Your instructions
Reproduce the data below exactly, from its first line through the line that contains "x=105, y=143", with both ends included. Leave out the pictures.

══ Input material ══

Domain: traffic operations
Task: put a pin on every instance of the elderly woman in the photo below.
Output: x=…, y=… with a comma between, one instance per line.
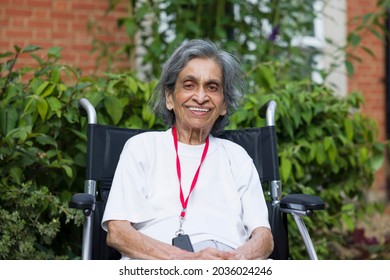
x=184, y=193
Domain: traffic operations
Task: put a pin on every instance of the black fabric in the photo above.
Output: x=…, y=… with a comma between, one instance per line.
x=105, y=145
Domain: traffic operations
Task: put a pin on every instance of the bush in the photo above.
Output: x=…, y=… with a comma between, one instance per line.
x=326, y=148
x=43, y=148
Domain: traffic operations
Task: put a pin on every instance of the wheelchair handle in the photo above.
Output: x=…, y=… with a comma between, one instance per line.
x=86, y=108
x=267, y=111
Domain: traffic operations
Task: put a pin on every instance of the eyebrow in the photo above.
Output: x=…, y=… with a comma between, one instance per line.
x=192, y=77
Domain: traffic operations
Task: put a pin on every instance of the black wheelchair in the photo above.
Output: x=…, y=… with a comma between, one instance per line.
x=105, y=143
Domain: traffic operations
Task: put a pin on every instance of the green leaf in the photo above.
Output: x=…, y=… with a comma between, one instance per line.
x=54, y=52
x=348, y=128
x=17, y=174
x=6, y=54
x=30, y=48
x=68, y=170
x=285, y=168
x=350, y=68
x=46, y=140
x=55, y=76
x=114, y=108
x=131, y=84
x=43, y=107
x=41, y=88
x=55, y=105
x=48, y=90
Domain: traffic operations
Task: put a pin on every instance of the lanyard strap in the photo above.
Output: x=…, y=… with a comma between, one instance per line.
x=183, y=201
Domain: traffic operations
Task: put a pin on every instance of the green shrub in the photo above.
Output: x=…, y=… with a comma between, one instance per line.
x=43, y=148
x=326, y=148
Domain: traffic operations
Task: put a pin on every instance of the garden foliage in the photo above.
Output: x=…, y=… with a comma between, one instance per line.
x=326, y=146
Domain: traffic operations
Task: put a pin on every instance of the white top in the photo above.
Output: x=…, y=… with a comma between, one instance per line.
x=226, y=205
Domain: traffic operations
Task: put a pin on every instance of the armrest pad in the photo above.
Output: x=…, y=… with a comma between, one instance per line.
x=302, y=202
x=82, y=201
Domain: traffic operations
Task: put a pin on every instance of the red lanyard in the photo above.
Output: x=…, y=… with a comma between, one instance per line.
x=206, y=147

═══

Task response
Domain: traffic operations
Task: put a pin on every instance of the elderly woman in the photo below.
Output: x=…, y=… with a comma between, one instance per line.
x=184, y=193
Domain: traffic operations
Task: put a pin on every instance of the black fabric in the photo above.
Output: x=…, y=… with a comma between, one instance per line.
x=105, y=145
Domain: traffic operations
Task: put a pin on every instance of the bush in the photo above.
Output: x=…, y=… with a comma between, one instance per line.
x=326, y=148
x=43, y=148
Domain: traffic operations
Task: put a pin on every instance of the wheelchair handle in the photo above.
Output: x=…, y=… with a comma between, one instance per line.
x=86, y=108
x=267, y=111
Domain: traffic operations
Task: put a pin on every instance of the eyebrow in the photo above.
Output: x=…, y=… with a comma between, one instance per line.
x=192, y=77
Domain: traffic operations
Task: put a pin on every instance of the black wheelchair in the photo above.
Output: x=…, y=… with a comma between, one instance per line.
x=105, y=143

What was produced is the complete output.